_Direction:_ Gather every line in the items below that contains the string "instance" and copy each one in full. Treat uppercase and lowercase letters as different.

A block of data:
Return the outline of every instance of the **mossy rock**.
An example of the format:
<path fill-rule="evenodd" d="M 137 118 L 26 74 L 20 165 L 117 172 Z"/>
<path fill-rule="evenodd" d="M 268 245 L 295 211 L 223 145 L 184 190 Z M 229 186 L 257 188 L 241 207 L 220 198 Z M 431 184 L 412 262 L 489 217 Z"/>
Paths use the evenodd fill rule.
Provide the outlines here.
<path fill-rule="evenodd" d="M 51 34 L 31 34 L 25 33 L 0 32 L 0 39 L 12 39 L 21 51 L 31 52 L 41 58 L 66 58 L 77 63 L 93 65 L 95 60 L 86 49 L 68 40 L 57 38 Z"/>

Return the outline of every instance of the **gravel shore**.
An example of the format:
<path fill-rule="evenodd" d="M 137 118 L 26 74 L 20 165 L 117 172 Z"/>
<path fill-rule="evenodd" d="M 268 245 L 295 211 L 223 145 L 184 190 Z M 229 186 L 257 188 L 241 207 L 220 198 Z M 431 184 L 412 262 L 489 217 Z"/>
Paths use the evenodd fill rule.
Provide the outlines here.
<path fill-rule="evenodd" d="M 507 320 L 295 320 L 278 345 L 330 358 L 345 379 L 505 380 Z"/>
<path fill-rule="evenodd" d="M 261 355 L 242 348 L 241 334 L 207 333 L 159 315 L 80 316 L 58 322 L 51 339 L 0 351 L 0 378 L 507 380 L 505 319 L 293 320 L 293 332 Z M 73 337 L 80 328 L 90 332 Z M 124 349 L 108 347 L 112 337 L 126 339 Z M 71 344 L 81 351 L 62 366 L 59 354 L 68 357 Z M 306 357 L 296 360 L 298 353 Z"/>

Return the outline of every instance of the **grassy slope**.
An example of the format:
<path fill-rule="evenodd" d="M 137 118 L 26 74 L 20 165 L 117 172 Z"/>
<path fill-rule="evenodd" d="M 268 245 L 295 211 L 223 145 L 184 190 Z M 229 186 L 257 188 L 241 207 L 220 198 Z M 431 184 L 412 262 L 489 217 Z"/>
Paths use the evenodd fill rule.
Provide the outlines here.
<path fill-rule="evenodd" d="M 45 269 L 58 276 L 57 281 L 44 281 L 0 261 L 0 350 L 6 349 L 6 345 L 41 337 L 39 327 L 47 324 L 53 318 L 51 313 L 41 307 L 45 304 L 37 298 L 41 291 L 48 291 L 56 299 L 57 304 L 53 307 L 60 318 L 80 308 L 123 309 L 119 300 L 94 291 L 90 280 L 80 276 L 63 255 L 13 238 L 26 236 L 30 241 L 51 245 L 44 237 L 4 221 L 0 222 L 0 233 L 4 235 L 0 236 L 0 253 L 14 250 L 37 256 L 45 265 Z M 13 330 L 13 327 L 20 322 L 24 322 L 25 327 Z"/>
==
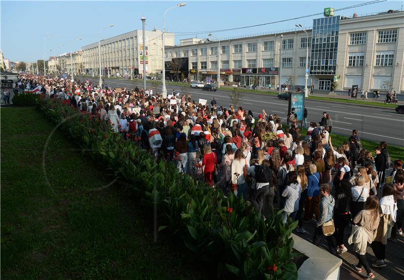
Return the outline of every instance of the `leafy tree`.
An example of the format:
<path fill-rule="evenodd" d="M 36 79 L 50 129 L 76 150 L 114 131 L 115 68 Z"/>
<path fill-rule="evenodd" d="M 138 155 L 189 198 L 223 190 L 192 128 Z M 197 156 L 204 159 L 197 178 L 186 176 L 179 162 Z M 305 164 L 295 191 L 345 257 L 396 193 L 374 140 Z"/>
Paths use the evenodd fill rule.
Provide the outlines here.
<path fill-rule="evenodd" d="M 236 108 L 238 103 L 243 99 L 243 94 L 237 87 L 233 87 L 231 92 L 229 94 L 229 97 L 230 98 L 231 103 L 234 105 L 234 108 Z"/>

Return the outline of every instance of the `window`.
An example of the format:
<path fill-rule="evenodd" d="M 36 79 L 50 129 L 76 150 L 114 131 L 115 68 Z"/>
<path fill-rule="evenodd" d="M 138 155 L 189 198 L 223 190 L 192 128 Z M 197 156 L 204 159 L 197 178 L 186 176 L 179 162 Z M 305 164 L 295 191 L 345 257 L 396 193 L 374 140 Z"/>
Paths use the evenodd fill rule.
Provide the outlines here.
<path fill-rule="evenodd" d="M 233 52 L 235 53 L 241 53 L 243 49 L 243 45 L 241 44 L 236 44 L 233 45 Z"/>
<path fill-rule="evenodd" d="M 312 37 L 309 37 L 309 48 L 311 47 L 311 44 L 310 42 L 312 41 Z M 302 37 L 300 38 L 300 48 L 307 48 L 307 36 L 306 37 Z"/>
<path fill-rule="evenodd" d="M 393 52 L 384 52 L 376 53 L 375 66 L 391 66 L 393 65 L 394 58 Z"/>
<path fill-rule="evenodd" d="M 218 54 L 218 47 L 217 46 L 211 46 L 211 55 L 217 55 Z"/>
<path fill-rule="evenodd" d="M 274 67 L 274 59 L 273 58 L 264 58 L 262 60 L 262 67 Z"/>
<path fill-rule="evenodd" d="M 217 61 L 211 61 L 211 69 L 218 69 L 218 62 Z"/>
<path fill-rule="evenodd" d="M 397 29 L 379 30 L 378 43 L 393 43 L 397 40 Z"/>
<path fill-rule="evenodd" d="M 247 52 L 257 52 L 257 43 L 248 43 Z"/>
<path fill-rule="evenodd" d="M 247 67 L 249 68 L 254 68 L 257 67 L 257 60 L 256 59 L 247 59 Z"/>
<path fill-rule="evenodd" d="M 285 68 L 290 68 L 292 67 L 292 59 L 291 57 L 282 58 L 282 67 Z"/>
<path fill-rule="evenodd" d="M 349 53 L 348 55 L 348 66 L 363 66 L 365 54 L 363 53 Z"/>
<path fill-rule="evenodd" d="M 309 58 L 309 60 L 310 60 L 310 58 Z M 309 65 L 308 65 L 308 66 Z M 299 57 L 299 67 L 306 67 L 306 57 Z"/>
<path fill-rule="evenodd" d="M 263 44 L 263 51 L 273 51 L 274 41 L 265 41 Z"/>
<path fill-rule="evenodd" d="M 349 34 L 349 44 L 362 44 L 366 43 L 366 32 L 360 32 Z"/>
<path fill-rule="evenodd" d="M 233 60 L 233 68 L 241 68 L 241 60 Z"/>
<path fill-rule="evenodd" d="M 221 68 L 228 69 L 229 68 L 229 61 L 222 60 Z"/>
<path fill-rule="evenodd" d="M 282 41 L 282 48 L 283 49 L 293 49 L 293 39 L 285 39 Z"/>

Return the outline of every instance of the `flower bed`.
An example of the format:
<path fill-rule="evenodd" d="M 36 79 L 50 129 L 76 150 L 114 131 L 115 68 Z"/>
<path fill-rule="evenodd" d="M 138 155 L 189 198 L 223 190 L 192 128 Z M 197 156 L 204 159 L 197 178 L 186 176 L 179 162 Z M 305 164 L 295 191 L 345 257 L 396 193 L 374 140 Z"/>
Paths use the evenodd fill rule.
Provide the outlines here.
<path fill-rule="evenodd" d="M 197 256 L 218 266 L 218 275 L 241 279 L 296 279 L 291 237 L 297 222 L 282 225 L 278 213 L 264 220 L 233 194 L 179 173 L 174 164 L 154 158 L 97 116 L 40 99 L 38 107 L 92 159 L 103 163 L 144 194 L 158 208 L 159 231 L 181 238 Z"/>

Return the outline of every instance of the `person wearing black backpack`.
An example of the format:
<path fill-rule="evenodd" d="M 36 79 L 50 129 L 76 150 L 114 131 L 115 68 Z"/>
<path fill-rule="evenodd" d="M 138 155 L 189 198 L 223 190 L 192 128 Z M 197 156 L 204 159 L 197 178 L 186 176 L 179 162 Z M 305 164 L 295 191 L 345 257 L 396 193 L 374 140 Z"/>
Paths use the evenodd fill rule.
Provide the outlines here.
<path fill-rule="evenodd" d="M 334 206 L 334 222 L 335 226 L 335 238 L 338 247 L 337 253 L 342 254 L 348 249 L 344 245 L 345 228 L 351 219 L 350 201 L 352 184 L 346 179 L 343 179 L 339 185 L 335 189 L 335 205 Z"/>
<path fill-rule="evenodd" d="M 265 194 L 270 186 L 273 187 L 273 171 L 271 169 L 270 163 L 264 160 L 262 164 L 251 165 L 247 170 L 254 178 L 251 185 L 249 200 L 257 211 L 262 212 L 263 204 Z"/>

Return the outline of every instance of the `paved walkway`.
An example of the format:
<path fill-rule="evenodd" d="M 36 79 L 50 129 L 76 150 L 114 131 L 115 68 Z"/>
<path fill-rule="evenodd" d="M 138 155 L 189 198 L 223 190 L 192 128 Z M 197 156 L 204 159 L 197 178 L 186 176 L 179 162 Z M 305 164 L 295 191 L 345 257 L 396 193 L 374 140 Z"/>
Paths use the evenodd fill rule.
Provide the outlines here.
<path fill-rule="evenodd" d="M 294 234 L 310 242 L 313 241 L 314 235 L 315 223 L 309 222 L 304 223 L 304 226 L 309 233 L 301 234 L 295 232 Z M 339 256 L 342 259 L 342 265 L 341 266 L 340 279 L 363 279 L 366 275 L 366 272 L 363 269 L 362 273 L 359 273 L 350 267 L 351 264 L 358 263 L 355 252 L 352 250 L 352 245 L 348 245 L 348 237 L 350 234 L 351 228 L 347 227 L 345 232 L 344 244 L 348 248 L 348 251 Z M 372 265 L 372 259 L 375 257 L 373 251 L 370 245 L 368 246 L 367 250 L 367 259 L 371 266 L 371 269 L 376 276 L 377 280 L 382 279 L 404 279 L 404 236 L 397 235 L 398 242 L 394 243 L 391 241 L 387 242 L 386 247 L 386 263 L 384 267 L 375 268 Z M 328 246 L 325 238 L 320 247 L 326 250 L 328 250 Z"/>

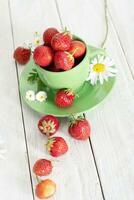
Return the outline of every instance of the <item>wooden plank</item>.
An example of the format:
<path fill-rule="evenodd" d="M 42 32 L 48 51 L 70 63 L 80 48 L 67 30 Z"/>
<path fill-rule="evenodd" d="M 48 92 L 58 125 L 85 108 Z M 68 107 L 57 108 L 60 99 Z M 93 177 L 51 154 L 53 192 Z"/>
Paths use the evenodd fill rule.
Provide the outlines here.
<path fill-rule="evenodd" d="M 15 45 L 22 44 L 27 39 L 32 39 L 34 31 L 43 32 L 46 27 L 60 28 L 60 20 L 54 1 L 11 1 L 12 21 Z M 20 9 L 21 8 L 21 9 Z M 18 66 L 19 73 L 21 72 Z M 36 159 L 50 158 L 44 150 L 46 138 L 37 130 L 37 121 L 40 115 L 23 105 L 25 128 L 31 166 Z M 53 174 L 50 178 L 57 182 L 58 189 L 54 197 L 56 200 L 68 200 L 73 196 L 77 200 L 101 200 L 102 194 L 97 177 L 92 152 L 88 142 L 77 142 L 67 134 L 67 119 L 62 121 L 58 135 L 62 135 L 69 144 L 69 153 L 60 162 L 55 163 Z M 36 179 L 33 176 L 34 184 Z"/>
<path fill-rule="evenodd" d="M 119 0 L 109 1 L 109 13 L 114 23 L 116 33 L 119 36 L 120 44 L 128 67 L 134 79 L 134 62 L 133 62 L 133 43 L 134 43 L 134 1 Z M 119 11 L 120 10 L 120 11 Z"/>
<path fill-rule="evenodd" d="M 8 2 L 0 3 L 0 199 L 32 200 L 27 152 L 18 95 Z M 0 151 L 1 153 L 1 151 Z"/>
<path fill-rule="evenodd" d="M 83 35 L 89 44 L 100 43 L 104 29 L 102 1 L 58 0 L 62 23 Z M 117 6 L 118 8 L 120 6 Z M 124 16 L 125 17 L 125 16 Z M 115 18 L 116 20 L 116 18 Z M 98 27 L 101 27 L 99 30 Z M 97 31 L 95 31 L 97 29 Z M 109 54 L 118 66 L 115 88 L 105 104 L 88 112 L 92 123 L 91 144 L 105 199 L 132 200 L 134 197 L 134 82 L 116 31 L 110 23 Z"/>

_Solution for this exercise:_
Return the outline of every instance of the **mossy rock**.
Return the outline of every instance of the **gravel shore**.
Return the outline of every instance of the **grassy slope**.
Return the outline of every instance of the `leafy tree`.
Return the outline of every instance of the `window`.
Return the outline of every instance of the `flower bed`.
Return the outline of every instance of the `person wearing black backpack`.
Return the outline of every instance of the `paved walkway`.
Return the outline of every instance of the <item>wooden plank</item>.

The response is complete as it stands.